◆ **Records**
—————
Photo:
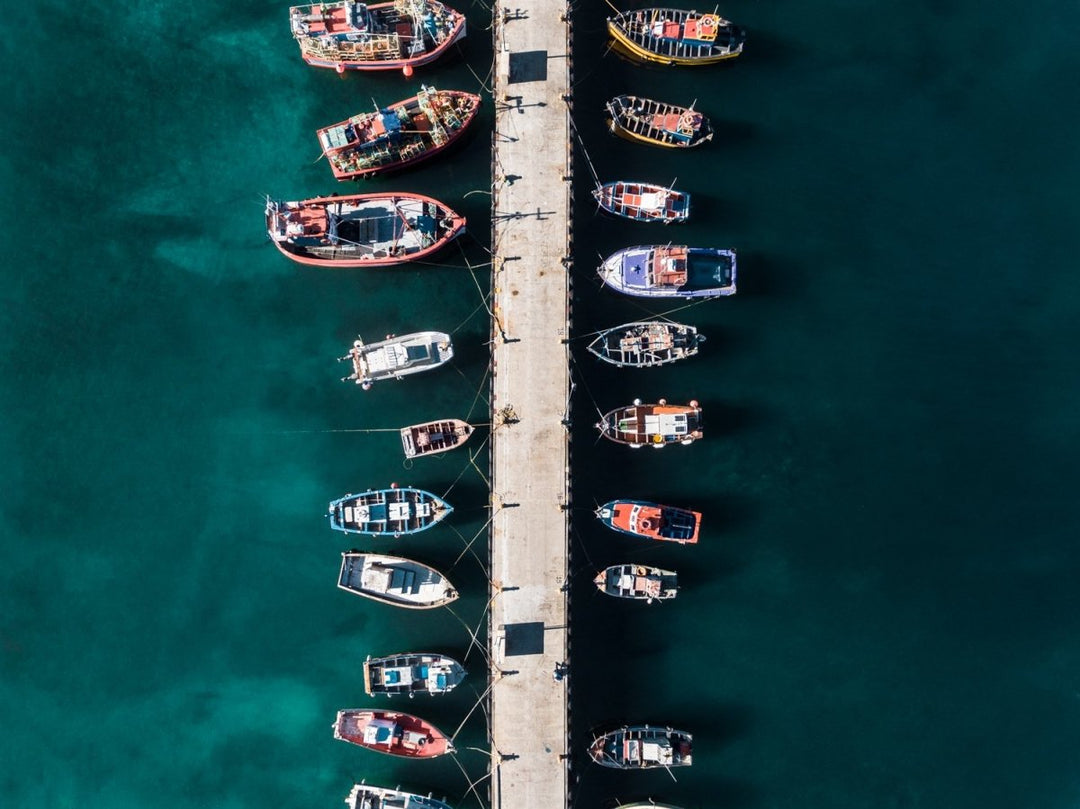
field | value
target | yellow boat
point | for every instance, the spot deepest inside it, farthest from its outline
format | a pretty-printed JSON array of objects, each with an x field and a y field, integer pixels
[{"x": 676, "y": 36}]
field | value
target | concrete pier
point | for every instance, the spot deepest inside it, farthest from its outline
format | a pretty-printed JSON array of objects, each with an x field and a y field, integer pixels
[{"x": 531, "y": 199}]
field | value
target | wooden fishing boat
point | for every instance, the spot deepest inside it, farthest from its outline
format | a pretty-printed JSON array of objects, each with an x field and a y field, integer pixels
[
  {"x": 412, "y": 674},
  {"x": 394, "y": 580},
  {"x": 643, "y": 201},
  {"x": 400, "y": 135},
  {"x": 390, "y": 36},
  {"x": 434, "y": 436},
  {"x": 646, "y": 344},
  {"x": 391, "y": 732},
  {"x": 638, "y": 582},
  {"x": 362, "y": 230},
  {"x": 658, "y": 123},
  {"x": 652, "y": 425},
  {"x": 642, "y": 746},
  {"x": 651, "y": 521},
  {"x": 676, "y": 36},
  {"x": 364, "y": 796},
  {"x": 390, "y": 512},
  {"x": 396, "y": 356},
  {"x": 671, "y": 271}
]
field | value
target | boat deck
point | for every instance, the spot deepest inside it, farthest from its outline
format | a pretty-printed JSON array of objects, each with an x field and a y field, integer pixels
[{"x": 529, "y": 398}]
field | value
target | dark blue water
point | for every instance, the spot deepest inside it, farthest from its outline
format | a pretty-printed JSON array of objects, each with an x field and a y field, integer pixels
[{"x": 882, "y": 608}]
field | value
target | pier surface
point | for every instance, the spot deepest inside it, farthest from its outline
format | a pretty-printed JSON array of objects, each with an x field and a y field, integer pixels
[{"x": 530, "y": 389}]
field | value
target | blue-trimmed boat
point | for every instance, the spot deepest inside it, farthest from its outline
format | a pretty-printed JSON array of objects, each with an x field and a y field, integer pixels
[
  {"x": 651, "y": 521},
  {"x": 671, "y": 271},
  {"x": 390, "y": 512},
  {"x": 643, "y": 201}
]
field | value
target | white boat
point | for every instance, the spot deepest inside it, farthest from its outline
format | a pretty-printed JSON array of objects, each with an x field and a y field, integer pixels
[{"x": 396, "y": 356}]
—————
Retype all the records shown above, character for character. Omit every picture.

◆ **Task output**
Photo:
field | value
target | yellow boat
point | for every instance, the spot deepest inside it, farthest from its outline
format | a pretty-printed JSON array of objects, each with an x field and a y field, integer pixels
[{"x": 676, "y": 36}]
field | value
target | concrete pier
point | for every instance, the spot deepest inside it, farthest from its outline
format | a pretty-printed JSON array of objects, each with an x field and a y field, integer pixels
[{"x": 531, "y": 199}]
field | value
target | wooden fishing boat
point | for every instance, the spot deepest inside it, farthest from its outline
format | a pretty-printed JSON array of objects, each with an x field and a y field, integer pixels
[
  {"x": 412, "y": 674},
  {"x": 394, "y": 580},
  {"x": 643, "y": 201},
  {"x": 400, "y": 135},
  {"x": 390, "y": 36},
  {"x": 434, "y": 436},
  {"x": 646, "y": 344},
  {"x": 391, "y": 732},
  {"x": 638, "y": 582},
  {"x": 362, "y": 230},
  {"x": 658, "y": 123},
  {"x": 652, "y": 425},
  {"x": 642, "y": 746},
  {"x": 651, "y": 521},
  {"x": 676, "y": 36},
  {"x": 364, "y": 796},
  {"x": 390, "y": 512},
  {"x": 396, "y": 356},
  {"x": 671, "y": 271}
]
field | value
target | boat deck
point | for every instance, the spot deepest inside it, farthest from its outline
format | a pretty-printed JSON array of objects, each with an x field and a y field, integer pixels
[{"x": 529, "y": 398}]
field | value
target | dark blue water
point | for every instance, the spot deepest inside it, farthest from its outline
format | a pretty-printed JSON array of objects, each with an x field and a y field, integer pixels
[{"x": 882, "y": 608}]
field | value
target | pier surface
point | for every instance, the spot deepest inside it, farthest from its outline
format | a pretty-printed JSON array of objects, each with an x field and a y field, integer pixels
[{"x": 530, "y": 389}]
field | value
target | blue-trimmed boat
point | for every instance, the spot deepest inside it, farthest from its outline
format | a pretty-printed JSON array of objects, each with an x field and a y field, integer pixels
[
  {"x": 651, "y": 521},
  {"x": 671, "y": 271},
  {"x": 390, "y": 512},
  {"x": 643, "y": 201}
]
field | value
target | white boat
point | for every instance, the spot deepest inside it, farthest from its outline
format | a pretty-printed JSON array of objects, each with an x field and a y field, integer pixels
[{"x": 396, "y": 356}]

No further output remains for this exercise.